South Dakota has a documented and severe shortage of qualified paraprofessionals, particularly in rural and frontier districts. Schools sometimes tell parents "we don't have anyone to staff that position" as if that ends the conversation. It doesn't.

A district's staffing shortage does not suspend its legal obligation to provide services listed in the IEP. If the IEP requires paraprofessional support and the district cannot fill the position, the district must find another solution — contracting with an agency, restructuring schedules, or in some cases compensating for missed support time. What they cannot do is simply not provide the service because it's inconvenient.

If your child's IEP already includes paraprofessional support that isn't being delivered because of staffing gaps, document the missed support (dates, which classes, what happened instead), notify the district in writing, and request that the team convene to address the implementation failure. Persistent failure to implement IEP-mandated services is a FAPE violation that can form the basis of a state complaint filed with the SD DOE Special Education Programs office.

When Districts Propose Reducing Aide Hours

The reverse situation — the district wants to reduce paraprofessional support your child already has — is equally common. Schools sometimes argue that students become "dependent" on aide support and should be weaned off it.

The "dependency" argument has some validity when it's applied to genuine skill development — the goal of paraprofessional support should include building the student's independence over time. But it's frequently misapplied as a budget-cutting rationale rather than a genuine developmental concern.

Before agreeing to a reduction:

  • Ask to see the data showing your child has developed the specific skills the aide was supporting
  • Ask what specific skills the reduction is designed to promote and how progress toward independence will be measured
  • Ask what the plan is if your child regresses after the reduction
  • Insist that any reduction be gradual and tied to documented progress milestones, not an administrative decision

If the team proposes reducing aide hours without data to support it, write a dissenting statement on the IEP noting your objection. Sign the IEP so services continue, but make your disagreement part of the official record.

Paraprofessional Qualifications Matter

South Dakota's regulations require that paraprofessionals working in special education be appropriately trained and supervised by licensed special education professionals. This matters for your child because an untrained or unsupervised aide may not understand how to implement IEP strategies, manage behavioral supports, or recognize when a student needs escalated help.

If you have concerns about whether the paraprofessional assigned to your child has the appropriate training for your child's disability category — particularly for students with autism, communication disorders, or significant behavioral needs — you can ask directly what training they've received. The district isn't required to assign a specialist, but they are required to ensure adequate supervision and that the paraprofessional can support the goals in the IEP.

In cooperative districts, paraprofessionals are sometimes shared across multiple buildings or programs. If your child's aide is frequently absent or reassigned to cover other students, document the pattern. Inconsistent paraprofessional support can itself become a FAPE issue if it results in your child not accessing their mandated program.

Paraprofessional support is a real service with real legal weight. Treating it that way — in writing, in meetings, and when advocating for your child — is the fastest route to getting it right.

________________

Problem to solve -
In the passage on paraprofessional support, what solutions are listed for a district that cannot fill a paraprofessional position required by the IEP? Give all of them.

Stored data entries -
________________

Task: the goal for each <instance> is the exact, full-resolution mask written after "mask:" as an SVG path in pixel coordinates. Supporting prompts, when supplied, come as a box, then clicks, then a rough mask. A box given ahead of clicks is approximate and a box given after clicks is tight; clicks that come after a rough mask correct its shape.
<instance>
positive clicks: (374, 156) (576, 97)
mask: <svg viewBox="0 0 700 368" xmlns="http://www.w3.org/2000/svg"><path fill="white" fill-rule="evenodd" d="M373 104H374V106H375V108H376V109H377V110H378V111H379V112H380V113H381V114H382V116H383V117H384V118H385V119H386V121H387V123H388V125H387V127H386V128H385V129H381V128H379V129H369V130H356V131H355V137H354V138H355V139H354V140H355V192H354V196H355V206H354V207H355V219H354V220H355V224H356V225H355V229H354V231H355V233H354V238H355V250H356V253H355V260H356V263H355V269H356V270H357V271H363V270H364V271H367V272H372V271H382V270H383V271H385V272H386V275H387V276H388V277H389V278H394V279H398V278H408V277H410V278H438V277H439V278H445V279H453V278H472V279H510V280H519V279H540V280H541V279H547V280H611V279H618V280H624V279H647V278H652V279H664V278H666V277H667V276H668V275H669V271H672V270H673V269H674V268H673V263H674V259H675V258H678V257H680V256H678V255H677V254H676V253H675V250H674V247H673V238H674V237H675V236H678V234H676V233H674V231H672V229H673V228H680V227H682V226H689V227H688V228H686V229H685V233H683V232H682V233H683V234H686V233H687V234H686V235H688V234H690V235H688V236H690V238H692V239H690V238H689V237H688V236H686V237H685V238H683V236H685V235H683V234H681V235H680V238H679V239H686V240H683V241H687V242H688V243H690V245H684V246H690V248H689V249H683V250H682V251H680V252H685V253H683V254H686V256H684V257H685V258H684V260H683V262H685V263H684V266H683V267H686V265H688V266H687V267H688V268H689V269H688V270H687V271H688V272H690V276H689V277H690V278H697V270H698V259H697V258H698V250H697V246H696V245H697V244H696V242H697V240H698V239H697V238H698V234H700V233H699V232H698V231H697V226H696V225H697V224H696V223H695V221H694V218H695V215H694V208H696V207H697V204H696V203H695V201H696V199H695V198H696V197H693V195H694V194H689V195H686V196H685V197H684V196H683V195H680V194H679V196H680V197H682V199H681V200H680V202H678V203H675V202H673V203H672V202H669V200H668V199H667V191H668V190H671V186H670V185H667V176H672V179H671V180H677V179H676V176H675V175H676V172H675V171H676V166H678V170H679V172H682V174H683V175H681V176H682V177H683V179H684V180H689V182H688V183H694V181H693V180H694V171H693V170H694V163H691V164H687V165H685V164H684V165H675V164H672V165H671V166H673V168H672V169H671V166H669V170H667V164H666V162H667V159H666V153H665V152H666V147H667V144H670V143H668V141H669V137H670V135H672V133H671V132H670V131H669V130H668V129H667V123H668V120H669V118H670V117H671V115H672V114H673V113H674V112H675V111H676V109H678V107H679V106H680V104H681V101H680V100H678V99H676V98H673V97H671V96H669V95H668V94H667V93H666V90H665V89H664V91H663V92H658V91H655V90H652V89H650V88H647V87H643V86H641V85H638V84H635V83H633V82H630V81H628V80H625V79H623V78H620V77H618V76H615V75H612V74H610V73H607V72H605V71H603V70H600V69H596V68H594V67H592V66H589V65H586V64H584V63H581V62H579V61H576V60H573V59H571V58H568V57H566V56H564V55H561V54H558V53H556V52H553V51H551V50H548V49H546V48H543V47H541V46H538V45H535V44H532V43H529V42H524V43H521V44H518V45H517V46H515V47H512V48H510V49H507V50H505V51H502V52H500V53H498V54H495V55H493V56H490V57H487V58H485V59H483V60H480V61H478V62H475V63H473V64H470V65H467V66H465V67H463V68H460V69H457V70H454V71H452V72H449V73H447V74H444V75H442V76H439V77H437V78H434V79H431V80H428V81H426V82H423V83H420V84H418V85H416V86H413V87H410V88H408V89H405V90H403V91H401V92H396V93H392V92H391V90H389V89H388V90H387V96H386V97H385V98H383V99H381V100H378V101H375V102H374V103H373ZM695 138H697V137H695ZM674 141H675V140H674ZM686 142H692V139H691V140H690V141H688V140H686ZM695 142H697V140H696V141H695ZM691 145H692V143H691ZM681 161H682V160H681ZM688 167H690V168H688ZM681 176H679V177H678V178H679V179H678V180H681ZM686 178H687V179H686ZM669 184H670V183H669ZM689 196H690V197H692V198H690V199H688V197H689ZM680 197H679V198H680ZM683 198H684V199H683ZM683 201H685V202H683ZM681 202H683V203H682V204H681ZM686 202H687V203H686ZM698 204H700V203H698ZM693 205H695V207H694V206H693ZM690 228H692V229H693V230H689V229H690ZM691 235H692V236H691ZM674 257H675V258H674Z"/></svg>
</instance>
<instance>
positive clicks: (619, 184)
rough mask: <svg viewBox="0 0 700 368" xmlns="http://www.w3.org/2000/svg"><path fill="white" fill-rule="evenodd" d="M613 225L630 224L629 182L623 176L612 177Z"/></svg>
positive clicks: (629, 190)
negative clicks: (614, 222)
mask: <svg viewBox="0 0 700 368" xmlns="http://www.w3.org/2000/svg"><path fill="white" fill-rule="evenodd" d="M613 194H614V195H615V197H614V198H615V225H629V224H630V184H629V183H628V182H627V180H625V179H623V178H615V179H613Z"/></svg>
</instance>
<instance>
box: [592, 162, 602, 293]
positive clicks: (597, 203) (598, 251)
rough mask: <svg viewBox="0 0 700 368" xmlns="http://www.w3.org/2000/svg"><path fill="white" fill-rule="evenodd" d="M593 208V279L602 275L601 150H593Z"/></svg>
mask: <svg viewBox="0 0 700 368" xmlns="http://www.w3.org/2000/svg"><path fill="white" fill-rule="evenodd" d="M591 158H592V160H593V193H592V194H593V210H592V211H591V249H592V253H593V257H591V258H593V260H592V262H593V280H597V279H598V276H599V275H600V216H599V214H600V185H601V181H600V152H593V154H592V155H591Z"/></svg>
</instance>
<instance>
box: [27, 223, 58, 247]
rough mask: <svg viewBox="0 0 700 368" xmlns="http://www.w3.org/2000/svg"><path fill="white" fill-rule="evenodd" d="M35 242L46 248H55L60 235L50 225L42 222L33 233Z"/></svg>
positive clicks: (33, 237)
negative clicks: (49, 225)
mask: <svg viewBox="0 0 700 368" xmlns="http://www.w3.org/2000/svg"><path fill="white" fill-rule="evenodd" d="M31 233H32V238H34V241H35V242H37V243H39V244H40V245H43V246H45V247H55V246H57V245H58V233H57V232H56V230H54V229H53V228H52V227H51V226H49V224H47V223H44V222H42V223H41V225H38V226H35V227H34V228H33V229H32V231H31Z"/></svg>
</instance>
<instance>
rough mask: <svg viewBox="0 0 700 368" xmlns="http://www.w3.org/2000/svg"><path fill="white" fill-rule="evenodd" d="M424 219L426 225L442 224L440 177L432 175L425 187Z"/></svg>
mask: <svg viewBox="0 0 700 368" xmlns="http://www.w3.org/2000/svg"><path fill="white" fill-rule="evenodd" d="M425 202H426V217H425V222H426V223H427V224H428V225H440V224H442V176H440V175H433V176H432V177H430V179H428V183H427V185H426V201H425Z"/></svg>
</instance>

________________

Exercise result -
- Contracting with an agency
- Restructuring schedules
- In some cases, compensating for missed support time